What to produce >> Look below for the line with "Does this scene include the thick", and from there restate every line word for word until the entries end.

Extracted records:
[Start of Attachment]

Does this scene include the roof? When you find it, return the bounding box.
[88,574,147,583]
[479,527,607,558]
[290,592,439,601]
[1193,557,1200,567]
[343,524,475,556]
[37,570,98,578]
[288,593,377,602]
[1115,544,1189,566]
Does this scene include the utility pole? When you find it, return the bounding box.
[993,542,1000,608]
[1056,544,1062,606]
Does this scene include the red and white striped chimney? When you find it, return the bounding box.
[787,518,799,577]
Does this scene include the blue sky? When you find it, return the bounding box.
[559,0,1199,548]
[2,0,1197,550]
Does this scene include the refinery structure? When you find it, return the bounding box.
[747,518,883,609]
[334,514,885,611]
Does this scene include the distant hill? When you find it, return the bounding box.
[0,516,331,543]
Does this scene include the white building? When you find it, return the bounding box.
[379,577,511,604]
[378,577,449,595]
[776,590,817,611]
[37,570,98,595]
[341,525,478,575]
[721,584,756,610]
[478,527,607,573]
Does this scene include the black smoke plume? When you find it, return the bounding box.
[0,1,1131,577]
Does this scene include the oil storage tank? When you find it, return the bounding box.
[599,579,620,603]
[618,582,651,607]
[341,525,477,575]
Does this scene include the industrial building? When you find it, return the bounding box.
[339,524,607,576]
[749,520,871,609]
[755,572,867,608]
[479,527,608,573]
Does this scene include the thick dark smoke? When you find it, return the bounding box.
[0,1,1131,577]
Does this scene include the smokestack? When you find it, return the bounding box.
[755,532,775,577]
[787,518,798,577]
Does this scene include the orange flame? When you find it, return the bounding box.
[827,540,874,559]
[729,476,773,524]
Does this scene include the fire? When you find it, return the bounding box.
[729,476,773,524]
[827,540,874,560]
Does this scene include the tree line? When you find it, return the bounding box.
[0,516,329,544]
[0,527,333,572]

[End of Attachment]

Result for this task >>
Does this scene include the thick dark smoke? When you find it, return the bounding box.
[0,1,1131,577]
Does this scene include the smokestack? When you find it, return the bounding box.
[755,532,775,577]
[787,518,798,577]
Does this scene include the orange flame? When you find it, return the bounding box.
[827,540,874,559]
[729,476,773,524]
Does this scene include the fire? When you find it, return the bounding box.
[729,476,773,524]
[827,540,874,560]
Does this scene include the tree line? When you find it, return the bounding box.
[0,516,329,544]
[0,527,333,572]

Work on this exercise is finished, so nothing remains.